(Requirements): Give an exact copy of every line, leaving images out.

### Records for the exercise ###

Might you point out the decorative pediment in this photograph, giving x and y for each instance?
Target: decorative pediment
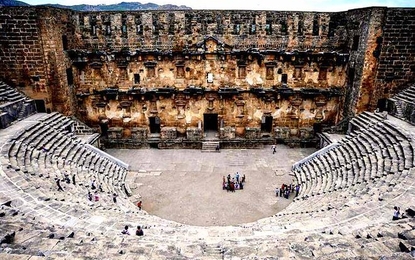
(211, 44)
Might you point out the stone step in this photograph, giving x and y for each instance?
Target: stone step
(210, 147)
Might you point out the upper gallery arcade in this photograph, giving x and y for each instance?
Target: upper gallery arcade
(242, 74)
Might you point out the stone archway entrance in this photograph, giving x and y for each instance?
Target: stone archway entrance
(210, 122)
(154, 124)
(266, 124)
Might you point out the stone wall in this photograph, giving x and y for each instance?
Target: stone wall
(32, 54)
(396, 51)
(287, 74)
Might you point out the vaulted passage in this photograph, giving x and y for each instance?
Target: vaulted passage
(154, 124)
(210, 122)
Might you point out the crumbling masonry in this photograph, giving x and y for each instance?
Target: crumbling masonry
(168, 78)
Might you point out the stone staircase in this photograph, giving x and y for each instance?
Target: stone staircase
(210, 146)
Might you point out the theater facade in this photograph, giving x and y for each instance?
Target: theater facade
(177, 79)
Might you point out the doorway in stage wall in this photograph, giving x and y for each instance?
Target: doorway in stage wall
(154, 124)
(210, 124)
(266, 124)
(40, 105)
(317, 128)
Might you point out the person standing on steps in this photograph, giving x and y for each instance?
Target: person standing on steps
(139, 232)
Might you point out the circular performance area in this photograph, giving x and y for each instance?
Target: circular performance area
(186, 185)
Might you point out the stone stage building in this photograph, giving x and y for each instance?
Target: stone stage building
(197, 79)
(178, 78)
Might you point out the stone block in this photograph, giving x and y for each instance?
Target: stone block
(168, 133)
(252, 132)
(194, 133)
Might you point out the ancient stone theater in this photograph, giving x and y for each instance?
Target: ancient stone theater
(74, 83)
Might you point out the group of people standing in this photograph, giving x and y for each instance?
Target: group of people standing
(138, 232)
(233, 183)
(286, 190)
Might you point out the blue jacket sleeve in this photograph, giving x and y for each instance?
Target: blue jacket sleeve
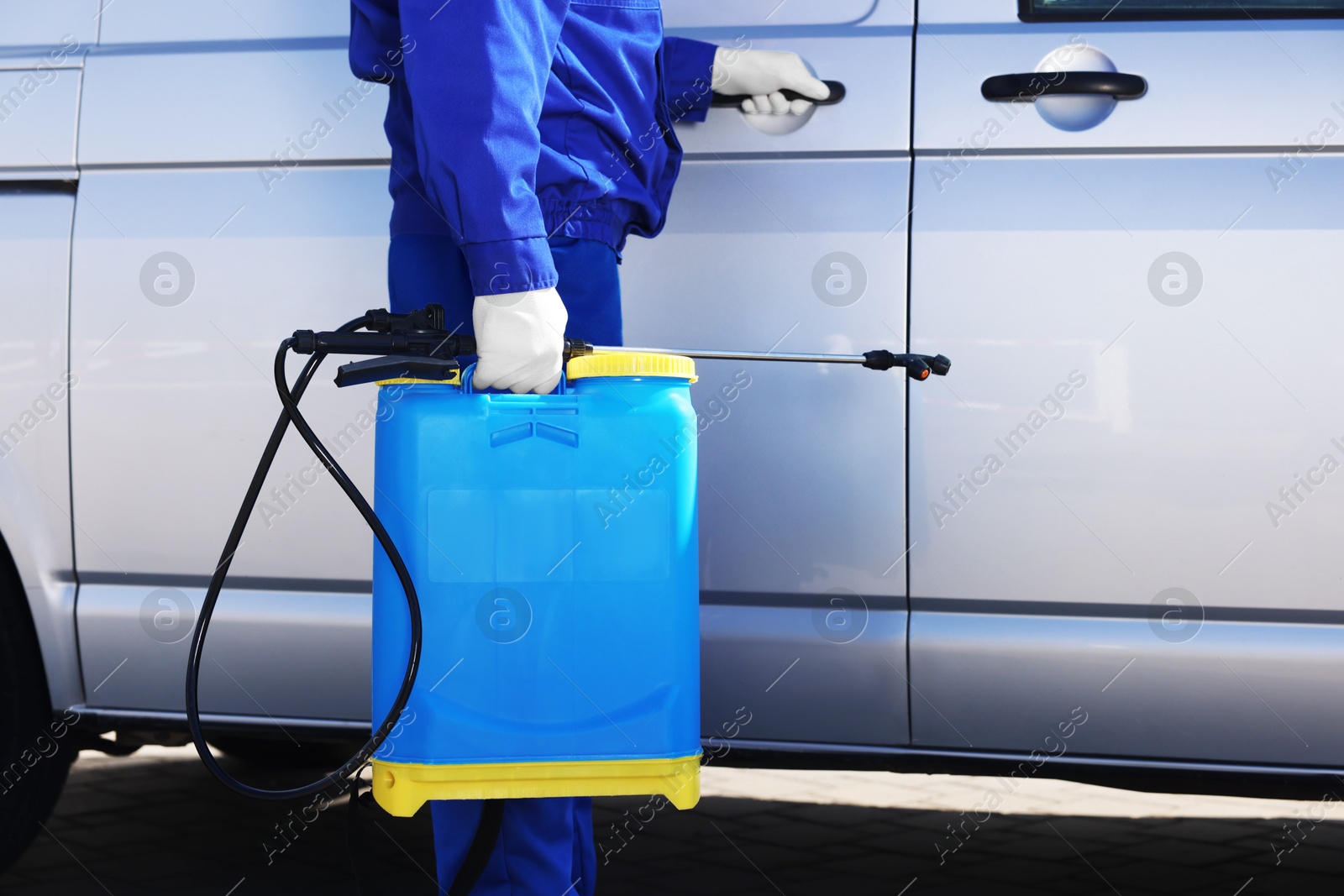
(687, 78)
(476, 80)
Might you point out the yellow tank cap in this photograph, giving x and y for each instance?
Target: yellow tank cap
(631, 364)
(456, 379)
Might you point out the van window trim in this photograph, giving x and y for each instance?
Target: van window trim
(1247, 11)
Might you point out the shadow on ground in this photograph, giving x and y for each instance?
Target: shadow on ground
(165, 826)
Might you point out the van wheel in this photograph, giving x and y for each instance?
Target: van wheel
(35, 752)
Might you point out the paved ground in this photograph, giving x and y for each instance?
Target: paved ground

###

(Task response):
Might you point out the decorative pediment in this photograph, giving x and y for each instance?
Target: decorative pediment
(211, 44)
Might you point out the stone step in this photograph, giving x and y for each instance?
Target: stone step
(210, 147)
Might you point out the upper gallery arcade in this photograph, giving x and y for each instance?
Target: upper gallery arcade
(242, 74)
Might you point out the stone archway entrance in this photograph, giving x and y for each instance?
Target: stone archway entrance
(210, 122)
(154, 124)
(266, 124)
Might you point out the stone wall in this photograph, giving x and y for each instance?
Target: stone wall
(32, 54)
(396, 51)
(287, 74)
Might you point out the vaulted passage in this photograph, giving x and y for each instance?
Target: vaulted passage
(154, 124)
(210, 122)
Might you point out the crumbling masonry in this photograph, giving x and y for each instance?
Target: crumbling masonry
(168, 78)
Might you point out the stone staircase in this photograph, giving x and y for each instance?
Target: stone staircase
(210, 146)
Might you point out the theater facade in this photograph, giving x and y for each instance?
Target: theater facade
(177, 79)
Might you point out the doorway in stage wall in this photograph, giving x and y for each instance?
Target: doorway in stage wall
(154, 124)
(210, 124)
(266, 124)
(40, 105)
(317, 128)
Might you point out the person standing on steps in this photograph, giving x and y for each instance?
Target: person standing on steps
(139, 232)
Might you point out the circular performance area in this photograph, giving x and y for each instance?
Target: circular performance area
(186, 185)
Might you point out the stone stage building in this photograph, giving x and y for each instance?
Target: stone stage building
(197, 79)
(178, 78)
Might you point out the stone block in this photograph, giving x and y for each instance?
Target: stone block
(168, 133)
(252, 132)
(194, 133)
Might you point out the ancient stone theater in this photograph, giving x and y for each instance?
Target: ancient stone theater
(74, 83)
Might you point out the group of people standing in this photograph, giving x and y for each instance?
Target: group of people standing
(138, 232)
(233, 183)
(286, 190)
Might you point out the blue jacket sleeve in this photograph, giving x and y for each instance?
Target: blue jacket sleeve
(687, 78)
(476, 80)
Might you point out the yellow tank cap in this photograph, giving x and y for each instance?
Target: yellow tank cap
(631, 364)
(456, 379)
Might you point out the van window trim in this photograph, giving x and y for each instance?
Target: van window trim
(1247, 11)
Might you point out the shadow on ground in this photograph, giving x and y for each instance?
Target: shadow on ground
(165, 826)
Might you point out the van wheel in this photograph, giving x and y for each instance?
Target: van wheel
(35, 752)
Might you point out the paved ground in this photograph, giving x and y for each instance?
Target: paved ground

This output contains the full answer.